» **Task objective**:
Please return every record below exactly as it stands.

» **Data section**:
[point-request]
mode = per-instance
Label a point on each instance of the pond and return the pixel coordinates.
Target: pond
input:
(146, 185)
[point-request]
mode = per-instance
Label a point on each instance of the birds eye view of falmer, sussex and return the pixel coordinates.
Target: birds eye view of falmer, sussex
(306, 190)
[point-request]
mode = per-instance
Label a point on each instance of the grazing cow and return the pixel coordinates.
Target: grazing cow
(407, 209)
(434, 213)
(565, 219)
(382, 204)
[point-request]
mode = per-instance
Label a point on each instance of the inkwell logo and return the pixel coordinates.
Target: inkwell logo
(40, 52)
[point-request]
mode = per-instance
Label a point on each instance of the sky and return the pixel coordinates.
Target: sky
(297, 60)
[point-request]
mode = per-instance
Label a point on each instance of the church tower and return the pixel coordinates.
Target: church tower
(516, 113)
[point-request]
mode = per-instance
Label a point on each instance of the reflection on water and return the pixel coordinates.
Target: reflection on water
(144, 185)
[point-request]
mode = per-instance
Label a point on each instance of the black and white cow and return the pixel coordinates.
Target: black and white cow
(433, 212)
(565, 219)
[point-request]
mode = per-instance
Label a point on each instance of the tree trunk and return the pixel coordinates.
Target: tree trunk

» **Answer section**:
[point-request]
mode = per-instance
Label a point on each instance of the pond and return the pixel coordinates.
Target: pond
input:
(146, 185)
[point-request]
mode = per-instance
Label a point on each instance of the birds eye view of falmer, sussex and return the pixel coordinates.
Target: birds eye view of falmer, sussex
(306, 190)
[point-request]
mode = per-instance
Label a point on each instance of the grazing cow and return the pixel coordinates.
Target: grazing cow
(407, 209)
(434, 213)
(565, 219)
(382, 204)
[point-request]
mode = per-instance
Label a point on each instance of the inkwell logo and return the pixel coordinates.
Target: inkwell logo
(40, 52)
[point-request]
mode = per-instance
Label a point on each instance of the sky and return the pixel coordinates.
Target: sky
(297, 60)
[point-request]
mode = per-instance
Label a point on each instance of the church tower and return the pixel coordinates.
Target: church tower
(516, 113)
[point-request]
mode = per-instance
Label a point on each instance of the reflection on water and return the pixel coordinates.
Target: reflection on water
(144, 185)
[point-request]
mode = per-instance
Label a point on each instance of the black and white cow and return the pixel coordinates.
Target: black and white cow
(433, 212)
(565, 219)
[point-request]
mode = per-instance
Label a point on each instance of the tree trunk and return the pixel coordinates.
Target: tree trunk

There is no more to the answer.